• ENTRIES PROVIDED
════════════════
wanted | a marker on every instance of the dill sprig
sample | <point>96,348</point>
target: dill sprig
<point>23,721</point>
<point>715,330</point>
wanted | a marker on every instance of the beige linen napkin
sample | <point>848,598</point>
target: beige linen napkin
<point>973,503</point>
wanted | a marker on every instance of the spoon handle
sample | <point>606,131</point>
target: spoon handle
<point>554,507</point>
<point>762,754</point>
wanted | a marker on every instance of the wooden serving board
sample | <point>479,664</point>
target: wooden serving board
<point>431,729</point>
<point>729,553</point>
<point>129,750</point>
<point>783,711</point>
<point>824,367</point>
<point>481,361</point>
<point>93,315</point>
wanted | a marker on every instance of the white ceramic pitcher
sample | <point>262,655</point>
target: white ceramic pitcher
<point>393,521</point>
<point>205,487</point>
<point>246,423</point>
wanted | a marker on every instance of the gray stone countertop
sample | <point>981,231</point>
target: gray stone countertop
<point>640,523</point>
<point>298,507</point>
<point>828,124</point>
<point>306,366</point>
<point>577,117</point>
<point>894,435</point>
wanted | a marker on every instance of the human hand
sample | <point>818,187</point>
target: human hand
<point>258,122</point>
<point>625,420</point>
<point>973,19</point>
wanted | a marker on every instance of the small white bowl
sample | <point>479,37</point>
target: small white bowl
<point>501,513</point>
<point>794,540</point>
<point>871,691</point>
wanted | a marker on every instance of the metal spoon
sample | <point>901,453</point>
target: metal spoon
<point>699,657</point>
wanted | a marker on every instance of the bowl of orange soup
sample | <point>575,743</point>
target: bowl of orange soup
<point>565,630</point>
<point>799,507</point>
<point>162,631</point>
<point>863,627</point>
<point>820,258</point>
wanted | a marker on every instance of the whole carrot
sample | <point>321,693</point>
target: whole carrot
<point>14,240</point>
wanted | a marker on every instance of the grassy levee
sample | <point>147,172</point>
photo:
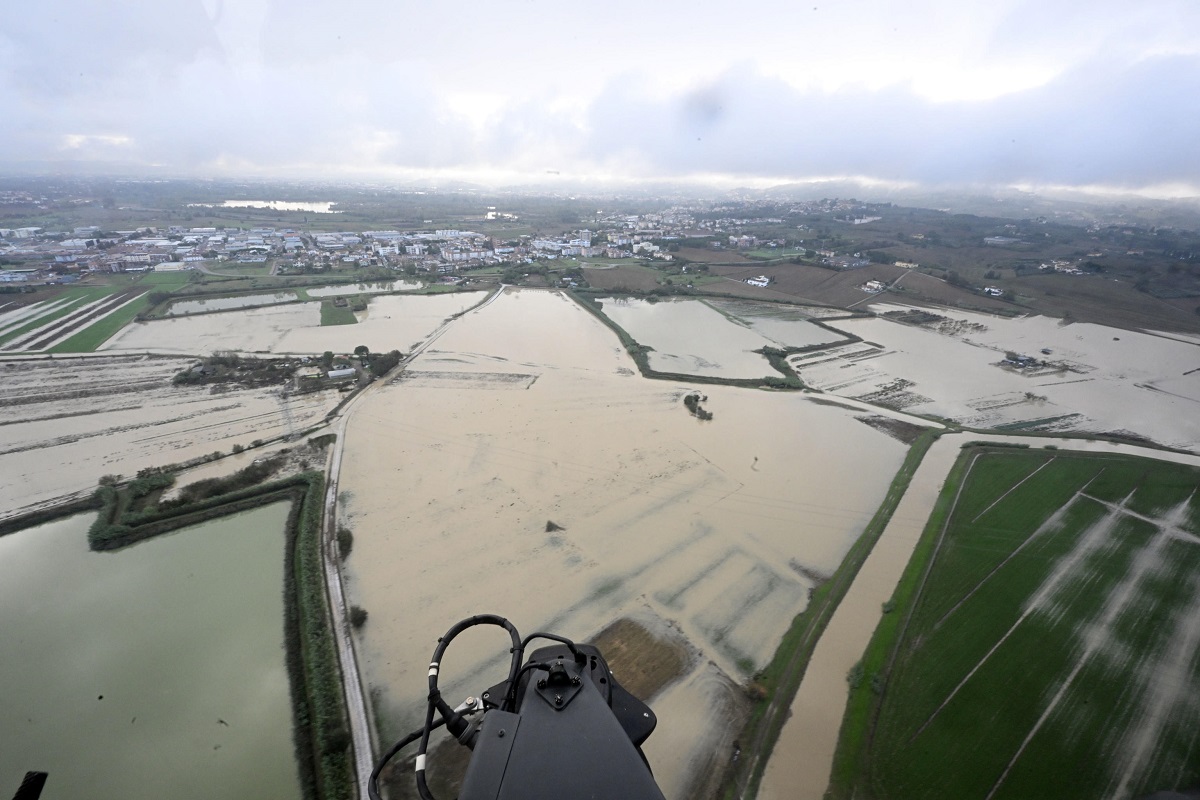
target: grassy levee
════════════════
• TASK DETAILS
Repeat the data word for word, starting at its first line and stopping after the line that contains "sample | <point>479,664</point>".

• WRITTEN RESPONSE
wanted | a marker on every instance of the dill sprig
sample | <point>96,348</point>
target: dill sprig
<point>23,721</point>
<point>715,330</point>
wanted | a marker on every instance of the beige linen napkin
sample | <point>848,598</point>
target: beige linen napkin
<point>973,503</point>
wanted | a marker on every instance of the spoon handle
sample | <point>606,131</point>
target: spoon handle
<point>554,507</point>
<point>762,754</point>
wanted | a marker on every instance of the wooden serving board
sample | <point>479,664</point>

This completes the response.